Work to be completed: Format the lines as a JSON list of strings, one string per line and blank lines left out, starting with the line containing "Batch job #47 — Class: cloud" and going on through the last line. Include only those lines.

Excerpts of labeled region data
—————

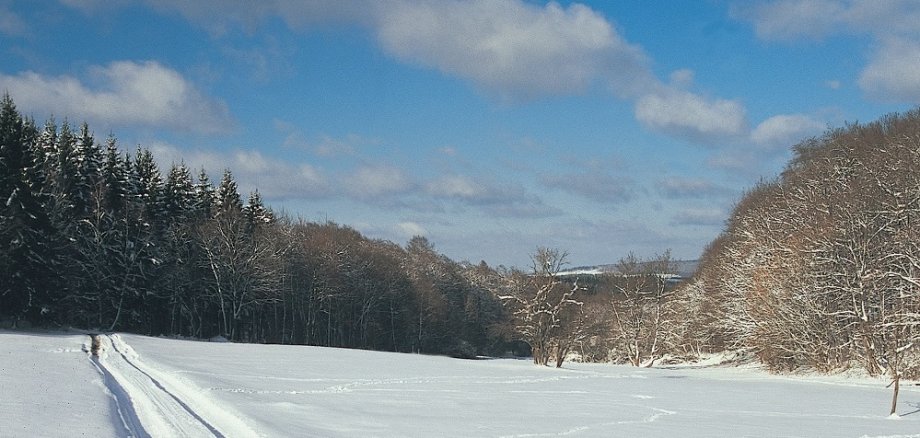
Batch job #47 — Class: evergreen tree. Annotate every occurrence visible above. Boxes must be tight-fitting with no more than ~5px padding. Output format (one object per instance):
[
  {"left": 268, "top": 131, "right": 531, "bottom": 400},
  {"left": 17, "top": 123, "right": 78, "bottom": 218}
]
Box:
[
  {"left": 163, "top": 163, "right": 196, "bottom": 224},
  {"left": 102, "top": 136, "right": 130, "bottom": 216},
  {"left": 243, "top": 190, "right": 275, "bottom": 233},
  {"left": 216, "top": 169, "right": 243, "bottom": 215},
  {"left": 0, "top": 95, "right": 59, "bottom": 321},
  {"left": 195, "top": 169, "right": 216, "bottom": 221},
  {"left": 131, "top": 147, "right": 165, "bottom": 230},
  {"left": 71, "top": 123, "right": 103, "bottom": 219}
]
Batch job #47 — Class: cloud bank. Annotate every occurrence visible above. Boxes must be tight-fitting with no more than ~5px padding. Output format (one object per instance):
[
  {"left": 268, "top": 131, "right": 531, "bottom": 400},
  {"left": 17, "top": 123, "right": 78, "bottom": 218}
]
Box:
[{"left": 0, "top": 61, "right": 233, "bottom": 134}]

—————

Task solution:
[
  "Batch job #47 — Class: cloud bank. Annotate every occurrence visible above. Boxes must be tight-fitting with no more than ~5px padding. Output format (one object per instance):",
  "[",
  "  {\"left\": 268, \"top\": 131, \"right\": 531, \"bottom\": 400},",
  "  {\"left\": 17, \"top\": 123, \"right\": 78, \"bottom\": 218}",
  "]",
  "Box:",
  "[{\"left\": 0, \"top\": 61, \"right\": 233, \"bottom\": 134}]"
]